BEGIN
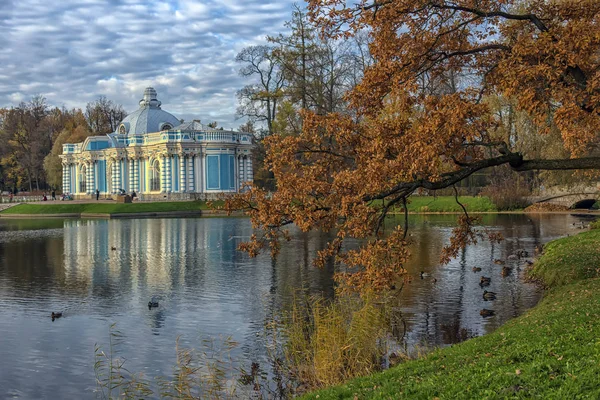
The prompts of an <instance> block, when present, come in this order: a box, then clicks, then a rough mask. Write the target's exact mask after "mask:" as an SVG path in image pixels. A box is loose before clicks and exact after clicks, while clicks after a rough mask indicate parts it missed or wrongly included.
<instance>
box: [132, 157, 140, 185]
mask: <svg viewBox="0 0 600 400" xmlns="http://www.w3.org/2000/svg"><path fill="white" fill-rule="evenodd" d="M132 186H133V190H134V191H136V192H139V191H140V161H139V159H136V160H133V185H132Z"/></svg>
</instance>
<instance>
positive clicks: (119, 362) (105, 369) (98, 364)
mask: <svg viewBox="0 0 600 400" xmlns="http://www.w3.org/2000/svg"><path fill="white" fill-rule="evenodd" d="M123 340H124V336H123V334H122V333H121V332H120V331H119V330H117V329H116V324H112V325H111V326H110V328H109V347H108V353H106V352H104V351H103V350H102V348H101V346H99V345H98V344H96V345H95V347H94V354H95V359H96V362H95V363H94V371H95V374H96V393H97V395H98V396H97V397H99V398H101V399H108V400H111V399H117V398H127V399H132V398H144V397H146V396H149V395H151V394H152V390H150V385H149V383H148V381H147V380H145V379H144V377H143V375H142V374H133V373H131V372H130V371H129V370H128V369H127V368H125V359H124V358H121V357H118V356H117V351H118V347H119V346H120V344H122V343H123Z"/></svg>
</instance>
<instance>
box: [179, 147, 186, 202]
mask: <svg viewBox="0 0 600 400" xmlns="http://www.w3.org/2000/svg"><path fill="white" fill-rule="evenodd" d="M178 159H179V191H180V192H181V193H185V192H187V190H186V189H187V188H186V183H187V182H186V179H185V172H186V171H185V161H186V159H187V157H186V156H185V155H183V154H180V155H179V157H178Z"/></svg>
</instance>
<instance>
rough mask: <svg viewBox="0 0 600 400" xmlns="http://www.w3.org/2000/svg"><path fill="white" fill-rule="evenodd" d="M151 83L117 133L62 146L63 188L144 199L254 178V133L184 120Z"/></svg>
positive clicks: (91, 137)
mask: <svg viewBox="0 0 600 400" xmlns="http://www.w3.org/2000/svg"><path fill="white" fill-rule="evenodd" d="M160 106H161V102H160V101H158V100H157V98H156V90H154V89H153V88H151V87H149V88H146V90H145V91H144V98H143V99H142V100H140V108H139V109H138V110H137V111H134V112H133V113H131V114H129V115H128V116H127V117H126V118H125V119H123V121H121V123H120V124H119V126H118V127H117V130H116V131H115V132H114V133H110V134H108V135H105V136H91V137H88V138H87V139H86V140H85V141H84V142H83V143H77V144H65V145H63V154H62V155H61V158H62V165H63V192H64V193H72V194H73V195H74V196H75V197H76V198H89V197H90V196H91V195H92V194H94V193H95V192H96V189H98V190H99V191H100V193H101V194H102V195H103V196H104V195H114V194H116V193H118V192H119V191H121V190H124V191H126V192H128V193H131V192H136V194H137V195H138V196H139V197H140V198H142V199H153V198H155V199H159V198H160V199H164V198H165V197H167V198H170V199H194V198H205V197H211V196H208V195H210V194H218V193H234V192H238V191H240V190H241V189H242V188H243V185H244V182H251V181H252V179H253V170H252V160H251V157H250V154H251V153H250V152H251V149H252V135H251V134H248V133H241V132H232V131H224V130H218V129H213V128H209V127H206V126H204V125H202V124H201V123H200V122H199V121H192V122H185V123H181V122H180V121H179V120H178V119H177V118H175V117H174V116H173V115H172V114H170V113H168V112H166V111H164V110H162V109H161V108H160Z"/></svg>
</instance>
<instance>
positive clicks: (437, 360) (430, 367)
mask: <svg viewBox="0 0 600 400" xmlns="http://www.w3.org/2000/svg"><path fill="white" fill-rule="evenodd" d="M599 260H600V230H598V229H596V230H590V231H586V232H582V233H579V234H578V235H574V236H567V237H563V238H560V239H556V240H554V241H551V242H549V243H547V244H546V245H545V246H544V251H543V253H542V254H541V255H540V256H539V257H537V258H536V259H535V262H534V265H533V267H531V269H530V270H529V272H528V277H529V278H530V279H533V280H534V282H536V283H538V284H541V285H542V287H545V289H544V293H543V297H542V299H541V300H540V301H539V302H538V303H537V304H536V305H535V306H534V307H532V308H531V309H529V310H528V311H527V312H526V313H524V314H523V315H521V316H519V317H516V318H513V319H511V320H509V321H507V322H506V323H505V324H503V325H501V326H499V327H498V328H497V329H495V330H494V331H493V332H490V333H488V334H486V335H483V336H480V337H477V338H473V339H469V340H466V341H464V342H462V343H459V344H457V345H453V346H451V347H445V348H440V349H436V350H434V351H433V352H431V353H429V354H427V355H425V356H424V357H422V358H418V359H415V360H409V361H406V362H404V363H401V364H399V365H397V366H395V367H392V368H390V369H388V370H385V371H382V372H378V373H375V374H371V375H367V376H364V377H361V378H356V379H353V380H350V381H349V382H346V383H344V384H341V385H338V386H331V387H326V388H323V389H321V390H318V391H315V392H310V393H307V394H305V395H304V396H301V398H303V399H317V398H318V399H342V398H360V399H367V398H399V399H400V398H406V399H412V398H468V399H470V398H473V399H479V398H487V397H489V396H492V397H494V398H516V397H519V398H530V397H532V398H579V397H582V395H583V397H582V398H600V386H597V385H596V383H595V382H596V380H595V378H596V377H597V375H598V373H600V365H599V364H598V362H597V352H596V351H595V349H591V348H590V344H591V343H595V342H596V341H597V336H596V335H595V334H594V332H598V331H600V270H598V269H596V268H595V267H596V266H597V265H598V261H599ZM592 347H593V346H592Z"/></svg>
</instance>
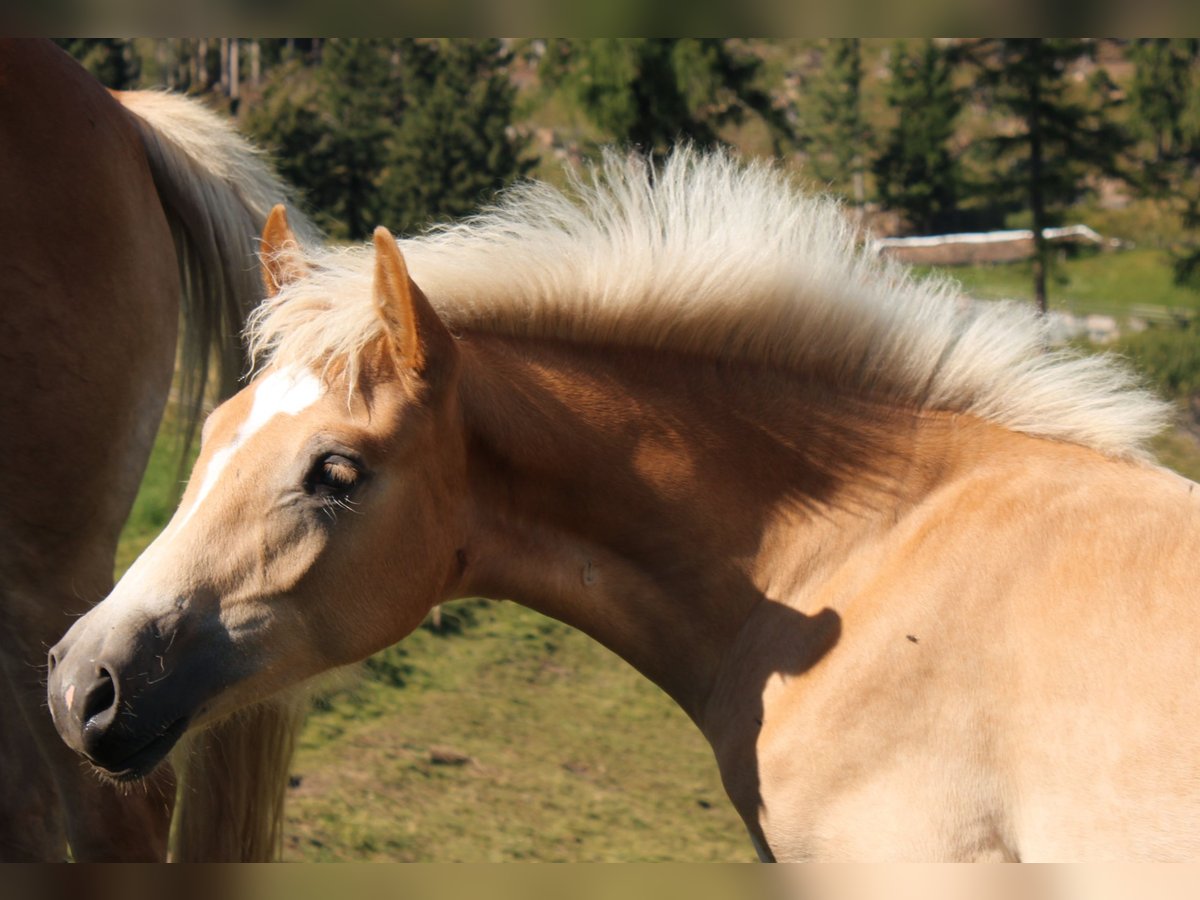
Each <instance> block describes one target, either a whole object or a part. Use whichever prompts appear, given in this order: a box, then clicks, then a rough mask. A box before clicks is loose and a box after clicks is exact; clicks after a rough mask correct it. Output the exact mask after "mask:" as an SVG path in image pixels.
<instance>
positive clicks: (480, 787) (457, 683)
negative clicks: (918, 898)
END
*PROBLEM DESCRIPTION*:
The copy you produce must hold all the records above exactly and none of their pictures.

*RESULT BELOW*:
The prompts of an <instance> block, when present, come in this order: a box, then clicks, then a rough mask. Write the target's exact mask after "mask:" as an SVG path in image pixels. A box is loose before clicks and exact after clicks, while clicks after a rough mask indicate parts it missed or wrongly included.
<instance>
box: [132, 157, 140, 185]
mask: <svg viewBox="0 0 600 400" xmlns="http://www.w3.org/2000/svg"><path fill="white" fill-rule="evenodd" d="M132 186H133V190H134V191H136V192H139V191H140V161H139V159H136V160H133V185H132Z"/></svg>
</instance>
<instance>
positive clicks: (119, 362) (105, 369) (98, 364)
mask: <svg viewBox="0 0 600 400" xmlns="http://www.w3.org/2000/svg"><path fill="white" fill-rule="evenodd" d="M123 340H124V336H123V334H122V333H121V332H120V331H119V330H117V329H116V324H112V325H111V326H110V328H109V347H108V353H106V352H104V351H103V350H102V348H101V346H99V345H98V344H96V345H95V347H94V354H95V359H96V362H95V363H94V371H95V374H96V393H97V395H98V396H97V397H99V398H101V399H108V400H111V399H117V398H127V399H132V398H144V397H146V396H149V395H151V394H152V390H150V385H149V383H148V381H147V380H145V379H144V377H143V375H142V374H133V373H131V372H130V371H129V370H128V369H127V368H125V359H124V358H121V357H118V356H117V351H118V347H119V346H120V344H122V343H123Z"/></svg>
</instance>
<instance>
box: [179, 147, 186, 202]
mask: <svg viewBox="0 0 600 400" xmlns="http://www.w3.org/2000/svg"><path fill="white" fill-rule="evenodd" d="M178 159H179V191H180V192H181V193H185V192H187V190H186V189H187V188H186V183H187V182H186V179H185V172H186V171H185V161H186V159H187V157H186V156H185V155H183V154H180V155H179V157H178Z"/></svg>
</instance>
<instance>
rough mask: <svg viewBox="0 0 600 400" xmlns="http://www.w3.org/2000/svg"><path fill="white" fill-rule="evenodd" d="M151 83L117 133L62 146L63 188L144 199L254 178V133L184 120Z"/></svg>
positive clicks: (91, 137)
mask: <svg viewBox="0 0 600 400" xmlns="http://www.w3.org/2000/svg"><path fill="white" fill-rule="evenodd" d="M160 106H161V102H160V101H158V100H157V98H156V90H154V89H153V88H151V87H149V88H146V90H145V91H144V98H143V99H142V100H140V108H139V109H138V110H137V111H134V112H133V113H131V114H129V115H128V116H127V117H126V118H125V119H123V121H121V123H120V124H119V126H118V127H117V130H116V131H115V132H114V133H110V134H108V135H105V136H91V137H88V138H87V139H86V140H85V141H84V142H83V143H77V144H65V145H63V154H62V155H61V158H62V165H63V192H64V193H72V194H73V195H74V196H75V197H76V198H89V197H90V196H91V195H92V194H94V193H95V192H96V189H98V190H99V191H100V193H101V194H102V195H103V196H104V195H114V194H116V193H118V192H119V191H121V190H124V191H126V192H128V193H131V192H136V194H137V195H138V196H139V197H140V198H142V199H153V198H155V199H159V198H160V199H164V198H165V197H167V198H170V199H194V198H205V197H211V196H208V195H210V194H218V193H234V192H238V191H240V190H241V189H242V188H243V185H244V182H251V181H252V179H253V170H252V160H251V157H250V154H251V153H250V152H251V149H252V135H251V134H248V133H241V132H232V131H224V130H218V129H213V128H209V127H206V126H204V125H202V124H201V123H200V122H199V121H192V122H185V123H181V122H180V121H179V120H178V119H177V118H175V117H174V116H173V115H172V114H170V113H168V112H166V111H164V110H162V109H161V108H160Z"/></svg>
</instance>
<instance>
positive clicks: (437, 360) (430, 367)
mask: <svg viewBox="0 0 600 400" xmlns="http://www.w3.org/2000/svg"><path fill="white" fill-rule="evenodd" d="M599 260H600V230H598V229H596V230H590V231H586V232H582V233H579V234H578V235H574V236H567V237H563V238H560V239H556V240H554V241H551V242H549V243H547V244H546V245H545V246H544V251H543V253H542V254H541V255H540V256H539V257H537V258H536V259H535V262H534V265H533V267H531V269H530V270H529V272H528V277H529V278H530V279H533V280H534V282H536V283H538V284H541V285H542V287H545V289H544V293H543V297H542V299H541V300H540V301H539V302H538V303H537V304H536V305H535V306H534V307H532V308H531V309H529V310H528V311H527V312H526V313H524V314H523V315H521V316H519V317H516V318H513V319H511V320H509V321H507V322H506V323H505V324H503V325H501V326H499V327H498V328H497V329H495V330H494V331H493V332H490V333H488V334H486V335H483V336H480V337H477V338H473V339H469V340H466V341H464V342H462V343H459V344H457V345H453V346H451V347H445V348H440V349H436V350H434V351H433V352H431V353H429V354H427V355H425V356H424V357H422V358H418V359H415V360H409V361H406V362H404V363H401V364H399V365H397V366H395V367H392V368H390V369H388V370H385V371H382V372H378V373H375V374H371V375H367V376H364V377H361V378H356V379H353V380H350V381H349V382H346V383H344V384H341V385H338V386H331V387H326V388H323V389H321V390H318V391H315V392H310V393H307V394H305V395H304V396H301V398H303V399H317V398H318V399H342V398H360V399H367V398H399V399H400V398H406V399H412V398H468V399H470V398H473V399H479V398H487V397H489V396H492V397H494V398H516V397H519V398H530V397H532V398H579V397H582V395H583V397H582V398H600V386H597V385H596V383H595V382H596V380H595V378H596V377H597V375H598V373H600V365H599V364H598V362H597V352H596V351H595V349H591V348H590V344H591V343H595V342H596V341H597V336H596V335H595V334H594V332H598V331H600V270H598V269H596V268H595V267H596V266H597V265H598V261H599ZM592 347H593V346H592Z"/></svg>
</instance>
Each <instance> block describes one target, either a whole object or a part. Use whichever prompts appear, given in this order: a box, then clicks, then a rough mask. A box before clicks is loose and a box after clicks is exact; clicks after a rough mask correct it. Output the exact mask after "mask:" as an SVG path in image pixels.
<instance>
positive clicks: (480, 787) (457, 683)
negative clicks: (918, 898)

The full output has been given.